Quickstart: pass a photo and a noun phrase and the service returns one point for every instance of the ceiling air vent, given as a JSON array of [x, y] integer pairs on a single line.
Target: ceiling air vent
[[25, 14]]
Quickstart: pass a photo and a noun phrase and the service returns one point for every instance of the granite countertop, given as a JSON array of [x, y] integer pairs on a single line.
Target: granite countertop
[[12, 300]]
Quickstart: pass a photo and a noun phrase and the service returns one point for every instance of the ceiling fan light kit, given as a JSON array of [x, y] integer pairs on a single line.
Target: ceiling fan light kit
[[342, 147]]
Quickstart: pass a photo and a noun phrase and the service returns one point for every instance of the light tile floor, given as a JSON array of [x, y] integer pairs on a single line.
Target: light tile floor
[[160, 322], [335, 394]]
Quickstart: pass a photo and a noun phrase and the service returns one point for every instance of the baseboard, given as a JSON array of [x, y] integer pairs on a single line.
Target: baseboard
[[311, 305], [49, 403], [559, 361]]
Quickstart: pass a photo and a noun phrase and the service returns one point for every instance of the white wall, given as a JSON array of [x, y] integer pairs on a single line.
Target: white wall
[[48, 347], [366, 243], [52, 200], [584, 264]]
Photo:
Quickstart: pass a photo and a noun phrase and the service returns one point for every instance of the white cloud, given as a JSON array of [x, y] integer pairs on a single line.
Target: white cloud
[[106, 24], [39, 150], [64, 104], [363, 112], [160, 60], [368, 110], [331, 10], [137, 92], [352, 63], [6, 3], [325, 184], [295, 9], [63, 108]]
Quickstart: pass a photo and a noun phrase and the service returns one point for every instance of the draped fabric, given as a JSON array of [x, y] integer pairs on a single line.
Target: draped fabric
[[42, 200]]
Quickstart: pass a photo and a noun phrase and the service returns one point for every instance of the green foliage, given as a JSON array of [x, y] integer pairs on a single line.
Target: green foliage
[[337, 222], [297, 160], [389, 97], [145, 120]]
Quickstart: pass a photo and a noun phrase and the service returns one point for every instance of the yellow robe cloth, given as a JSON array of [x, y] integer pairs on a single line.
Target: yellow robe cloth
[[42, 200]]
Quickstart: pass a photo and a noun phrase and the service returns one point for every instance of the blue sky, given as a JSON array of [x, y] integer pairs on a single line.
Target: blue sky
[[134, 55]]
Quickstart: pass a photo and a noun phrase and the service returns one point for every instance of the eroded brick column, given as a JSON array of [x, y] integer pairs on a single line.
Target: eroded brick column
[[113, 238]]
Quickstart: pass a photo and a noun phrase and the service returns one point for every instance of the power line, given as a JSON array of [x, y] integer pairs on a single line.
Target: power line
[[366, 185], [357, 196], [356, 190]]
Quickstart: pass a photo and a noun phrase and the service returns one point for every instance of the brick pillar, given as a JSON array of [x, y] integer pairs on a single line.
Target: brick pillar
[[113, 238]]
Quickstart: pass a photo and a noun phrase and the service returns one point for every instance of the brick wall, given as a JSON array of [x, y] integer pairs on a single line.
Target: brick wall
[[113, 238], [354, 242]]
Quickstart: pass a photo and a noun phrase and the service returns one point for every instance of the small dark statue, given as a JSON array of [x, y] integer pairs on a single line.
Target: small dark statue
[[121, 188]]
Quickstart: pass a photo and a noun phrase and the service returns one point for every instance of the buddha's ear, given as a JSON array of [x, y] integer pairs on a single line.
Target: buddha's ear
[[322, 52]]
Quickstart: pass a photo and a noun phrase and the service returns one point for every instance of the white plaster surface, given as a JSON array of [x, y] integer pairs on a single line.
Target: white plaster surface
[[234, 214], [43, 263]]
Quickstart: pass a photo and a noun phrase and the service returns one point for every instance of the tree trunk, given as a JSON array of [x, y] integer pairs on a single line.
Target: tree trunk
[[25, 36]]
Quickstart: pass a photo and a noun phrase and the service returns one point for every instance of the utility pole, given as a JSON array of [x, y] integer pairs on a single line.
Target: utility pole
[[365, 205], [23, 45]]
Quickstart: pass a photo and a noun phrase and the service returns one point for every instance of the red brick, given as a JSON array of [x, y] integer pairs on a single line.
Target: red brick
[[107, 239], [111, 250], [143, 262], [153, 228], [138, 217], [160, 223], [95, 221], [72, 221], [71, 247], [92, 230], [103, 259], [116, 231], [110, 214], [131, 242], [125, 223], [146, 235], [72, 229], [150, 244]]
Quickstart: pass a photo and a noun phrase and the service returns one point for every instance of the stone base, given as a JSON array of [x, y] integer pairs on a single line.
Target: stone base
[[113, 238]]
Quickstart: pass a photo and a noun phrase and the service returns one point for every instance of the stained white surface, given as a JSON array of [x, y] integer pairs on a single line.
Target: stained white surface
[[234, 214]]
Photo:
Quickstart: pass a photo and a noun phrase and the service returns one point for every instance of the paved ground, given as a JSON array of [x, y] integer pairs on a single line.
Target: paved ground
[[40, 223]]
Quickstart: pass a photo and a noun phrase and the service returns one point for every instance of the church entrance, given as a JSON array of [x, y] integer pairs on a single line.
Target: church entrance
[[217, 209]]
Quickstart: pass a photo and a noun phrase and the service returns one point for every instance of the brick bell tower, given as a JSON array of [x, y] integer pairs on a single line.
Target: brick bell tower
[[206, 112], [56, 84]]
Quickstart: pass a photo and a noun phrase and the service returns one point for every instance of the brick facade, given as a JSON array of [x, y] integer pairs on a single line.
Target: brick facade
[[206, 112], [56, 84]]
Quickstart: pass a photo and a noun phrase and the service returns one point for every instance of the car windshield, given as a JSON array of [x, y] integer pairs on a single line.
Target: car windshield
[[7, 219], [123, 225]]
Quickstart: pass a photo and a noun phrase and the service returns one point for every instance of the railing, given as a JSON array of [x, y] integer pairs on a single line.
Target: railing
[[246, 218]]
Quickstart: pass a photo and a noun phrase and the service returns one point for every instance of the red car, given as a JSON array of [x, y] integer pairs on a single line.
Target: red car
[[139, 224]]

****************

* **COMPITO ASSEGNATO**: In tutti i record cambia ogni "Target" in "Label" e riscrivi le righe lasciando invariato tutto il resto.

* **RISPOSTA ALL'ESERCIZIO**:
Quickstart: pass a photo and a noun phrase and the service returns one point for every instance of the ceiling air vent, given as a JSON array of [x, y] integer pairs on a single line.
Label: ceiling air vent
[[25, 14]]
Quickstart: pass a photo and a noun phrase and the service returns one point for every instance of the granite countertop, given as a JSON array of [x, y] integer pairs on a single line.
Label: granite countertop
[[12, 300]]
Quickstart: pass a photo and a noun phrase and the service returns one point for every instance of the ceiling fan light kit, given as a JSON array of [x, y] integer pairs on a single line.
Label: ceiling fan light kit
[[342, 147]]
Quickstart: pass a photo and a noun phrase and the service returns one point for every instance of the light tile floor, given as a JSON array of [x, y] integer pairs on a single line.
Label: light tile floor
[[160, 322], [335, 394]]
Quickstart: pass a photo and a noun phrase and the service returns one point for every instance of the baseboard, given as a JSON array of [x, y] integer pairs on a single line.
Label: baseboard
[[311, 305], [49, 403], [559, 361]]
Quickstart: pass a photo and a noun phrase and the service returns one point for every instance of the white wall, given as a JSON array of [x, y] integer pairs on a single line.
Label: white wall
[[48, 347], [366, 243], [52, 200], [584, 264]]
Photo:
Quickstart: pass a photo and a noun phrase and the service returns one point for every instance of the white cloud, given as a JSON array of [x, y] integer pairs on a single line.
Label: white cloud
[[106, 24], [39, 150], [64, 104], [363, 112], [160, 60], [368, 110], [331, 10], [137, 92], [352, 63], [6, 3], [325, 184], [295, 9], [63, 108]]
Quickstart: pass a photo and a noun phrase and the service returns one point for every instance of the draped fabric, given as a JSON array of [x, y] integer pairs on a single line.
Label: draped fabric
[[42, 200]]
Quickstart: pass a photo and a noun phrase and the service returns one point for every instance of the green foliage, given as a JSON array of [x, y] integer pairs on a single line.
Label: green foliage
[[337, 222], [297, 160], [389, 97], [145, 120]]
Quickstart: pass a photo and a noun phrase and the service returns one point for every instance of the yellow robe cloth, given as a JSON array of [x, y] integer pairs on a single line.
Label: yellow robe cloth
[[42, 200]]
Quickstart: pass a photo and a noun phrase and the service returns one point for every instance of the blue sky, given as a JSON array of [x, y] integer pairs on a single line.
Label: blue sky
[[134, 55]]
Quickstart: pass a photo and a noun phrase and the service returns one point for every instance of the eroded brick column, given as a JSON array of [x, y] integer pairs on a single line.
Label: eroded brick column
[[113, 238]]
Quickstart: pass a photo and a noun phrase and the service returns one point for every instance of the power line, given as a JSON array of [x, y] integer pairs on a single line.
Label: power line
[[366, 185], [357, 196], [356, 190]]
Quickstart: pass a photo and a noun phrase and the service returns one point for every instance of the brick pillar, given as a JSON array of [x, y] integer pairs on a single line.
Label: brick pillar
[[113, 238]]
Quickstart: pass a photo and a noun phrase and the service returns one point for every instance of the brick wall, given as a JSON array of [x, y] integer pairs on a single line.
Label: brick wall
[[113, 238], [354, 242]]
Quickstart: pass a photo and a noun phrase and the service returns one point for every instance of the small dark statue, given as a JSON array of [x, y] integer pairs on a single line.
Label: small dark statue
[[121, 188]]
Quickstart: pass a photo and a noun phrase and the service returns one point for every instance of the buddha's ear, given as a JSON array of [x, y] integer pairs on a single line.
Label: buddha's ear
[[322, 52]]
Quickstart: pass a photo and a noun phrase and the service returns one point for every instance of the white plaster surface, given as a JSON array of [x, y] integer pairs on a single line.
Label: white plaster surface
[[234, 214], [43, 263]]
Quickstart: pass a photo and a noun phrase and the service returns one point for every instance of the tree trunk, given as a JSON array of [x, y] integer pairs on a single line.
Label: tree trunk
[[25, 36]]
Quickstart: pass a photo and a noun phrase and the service returns one point for every instance of the utility pole, given as a JSON array of [x, y] integer pairs on a single line.
Label: utility pole
[[365, 205], [23, 45]]
Quickstart: pass a photo and a noun phrase and the service returns one point for every instance of the red brick, given as a JSON array of [x, y] integer pairs on a single line.
Label: red brick
[[107, 239], [111, 250], [143, 262], [153, 228], [138, 217], [160, 223], [95, 221], [72, 221], [71, 247], [92, 230], [103, 259], [116, 231], [110, 214], [131, 242], [125, 223], [146, 235], [72, 229], [150, 244]]
Quickstart: pass a photo and a noun phrase and the service returns one point for every instance of the stone base, given as a JSON array of [x, y] integer pairs on a single line.
Label: stone base
[[113, 238]]
Quickstart: pass a photo and a noun phrase and the service returns one point for every instance of the stained white surface, given as a JSON array of [x, y] integer pairs on a single line.
Label: stained white surface
[[234, 214]]
Photo:
Quickstart: pass a photo and a noun phrase and the service returns one point for every instance of the paved ground, given as a JSON array of [x, y] integer pairs on a single line.
Label: paved ground
[[40, 223]]
Quickstart: pass a photo and a noun phrase and the service returns one point for every instance of the church entrance, given as a JSON array of [x, y] integer pairs on a single line.
Label: church entrance
[[217, 209]]
Quickstart: pass a photo and a noun phrase and the service returns one point for every instance of the brick bell tower, given as a JSON array of [x, y] integer pairs on a single line.
Label: brick bell tower
[[206, 112], [56, 84]]
Quickstart: pass a photo and a noun phrase and the service returns one point for every instance of the brick facade, given as a JSON array of [x, y] integer pairs on a single line.
Label: brick facade
[[206, 112], [56, 84]]
Quickstart: pass a photo and a noun phrase and the service returns one point for every instance of the car windshield, given as a JSON array of [x, y] integer pairs on a single line.
Label: car windshield
[[7, 219], [123, 225]]
Quickstart: pass a photo and a noun phrase and the service returns one point for every instance of the railing, given as a JSON array of [x, y] integer pairs on a single line.
Label: railing
[[246, 218]]
Quickstart: pass a photo and a noun phrase and the service returns one point for every instance of the red car, given as a JSON array of [x, y] integer pairs on a single line.
Label: red car
[[139, 224]]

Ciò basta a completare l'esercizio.